▶ [Task description] Would you retype all of these records exactly?

Records drawn from a dataset:
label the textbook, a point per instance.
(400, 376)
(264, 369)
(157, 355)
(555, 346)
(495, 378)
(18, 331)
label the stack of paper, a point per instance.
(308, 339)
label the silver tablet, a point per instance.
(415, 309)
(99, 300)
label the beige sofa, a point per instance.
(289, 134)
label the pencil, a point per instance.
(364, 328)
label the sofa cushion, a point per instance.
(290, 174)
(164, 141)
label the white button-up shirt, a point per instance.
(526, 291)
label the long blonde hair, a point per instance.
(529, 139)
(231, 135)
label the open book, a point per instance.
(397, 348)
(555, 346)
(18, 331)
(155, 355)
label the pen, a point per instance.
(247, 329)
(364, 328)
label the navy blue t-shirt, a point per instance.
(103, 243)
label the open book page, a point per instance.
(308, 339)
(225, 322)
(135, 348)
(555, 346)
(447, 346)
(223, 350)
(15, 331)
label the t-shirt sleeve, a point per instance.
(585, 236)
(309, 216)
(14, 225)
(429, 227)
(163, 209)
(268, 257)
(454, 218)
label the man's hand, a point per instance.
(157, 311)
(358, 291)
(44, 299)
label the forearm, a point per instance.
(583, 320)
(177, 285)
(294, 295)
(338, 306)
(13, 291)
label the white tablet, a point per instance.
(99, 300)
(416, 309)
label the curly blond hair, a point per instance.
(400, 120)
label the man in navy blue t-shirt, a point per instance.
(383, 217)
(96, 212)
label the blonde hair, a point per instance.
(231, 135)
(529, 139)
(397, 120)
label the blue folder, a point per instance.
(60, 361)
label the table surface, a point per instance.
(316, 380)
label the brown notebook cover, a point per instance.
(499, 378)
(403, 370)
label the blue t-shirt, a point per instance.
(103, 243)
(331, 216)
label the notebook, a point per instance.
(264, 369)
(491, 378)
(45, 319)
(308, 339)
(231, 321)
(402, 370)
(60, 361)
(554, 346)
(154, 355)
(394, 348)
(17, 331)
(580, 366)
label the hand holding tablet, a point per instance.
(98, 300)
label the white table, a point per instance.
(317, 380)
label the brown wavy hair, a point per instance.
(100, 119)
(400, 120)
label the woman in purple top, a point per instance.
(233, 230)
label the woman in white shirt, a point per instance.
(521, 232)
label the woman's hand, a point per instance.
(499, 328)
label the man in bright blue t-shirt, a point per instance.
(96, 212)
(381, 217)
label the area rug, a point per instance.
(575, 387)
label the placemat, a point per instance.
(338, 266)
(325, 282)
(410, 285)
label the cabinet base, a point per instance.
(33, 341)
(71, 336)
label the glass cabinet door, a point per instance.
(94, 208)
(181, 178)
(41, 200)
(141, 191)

▶ [Exercise result]
label the textbook, a point per instance.
(400, 376)
(264, 369)
(157, 355)
(555, 346)
(495, 378)
(18, 331)
label the stack of paper, a point per instance.
(308, 339)
label the silver tablet, a point per instance.
(415, 309)
(99, 300)
label the beige sofa, a point per instance.
(289, 134)
label the pencil, a point per instance.
(364, 328)
label the sofa cushion, a point per instance.
(290, 174)
(164, 141)
label the white button-up shirt, a point per instance.
(526, 291)
label the long blonde hair, a point per instance.
(529, 139)
(231, 135)
label the open book, a point per instance.
(397, 348)
(555, 346)
(18, 331)
(155, 355)
label the pen, a point per instance.
(247, 329)
(364, 328)
label the navy blue t-shirt, a point per instance.
(103, 243)
label the open book page, a point per instance.
(308, 339)
(225, 322)
(135, 348)
(555, 346)
(447, 346)
(223, 350)
(15, 331)
label the t-shirt sleeve, a point per instance.
(585, 236)
(309, 216)
(14, 225)
(429, 227)
(163, 209)
(268, 257)
(454, 218)
label the man's hand, a point per instance.
(157, 311)
(358, 291)
(44, 299)
label the forearm, a point per instance.
(583, 320)
(177, 285)
(294, 295)
(338, 306)
(13, 291)
label the white tablet, a point per instance.
(99, 300)
(416, 309)
label the curly blond hair, a point per instance.
(400, 120)
label the man in navy blue t-shirt, a point per instance.
(383, 217)
(96, 212)
label the blonde hair, a point per instance.
(231, 135)
(529, 139)
(397, 120)
label the blue folder, a point per instance.
(60, 361)
label the table surface, a point per instance.
(316, 380)
label the brown notebook cover, a point per instance.
(499, 378)
(403, 370)
label the blue t-shirt, a point per instance.
(103, 243)
(331, 216)
label the notebook, a point per instance.
(264, 369)
(491, 378)
(45, 319)
(308, 339)
(231, 321)
(402, 370)
(60, 361)
(554, 346)
(154, 355)
(394, 348)
(17, 331)
(580, 366)
label the hand holding tablet, a point per instance.
(98, 300)
label the white table, a point per instance.
(317, 380)
label the brown wavy hair, a point per instance.
(100, 119)
(400, 120)
label the woman in purple top, a point per instance.
(233, 230)
label the woman in white shirt, a point per instance.
(521, 232)
label the woman's hand, a point per instance.
(499, 328)
label the man in bright blue t-shirt, a point per instance.
(96, 212)
(381, 217)
label the area rug, a point per instance.
(575, 387)
label the placemat, a point per instance.
(338, 266)
(325, 282)
(410, 285)
label the cabinet base, a point per instance.
(33, 341)
(71, 336)
label the glass cabinet door, a point per instance.
(94, 208)
(181, 178)
(41, 200)
(141, 191)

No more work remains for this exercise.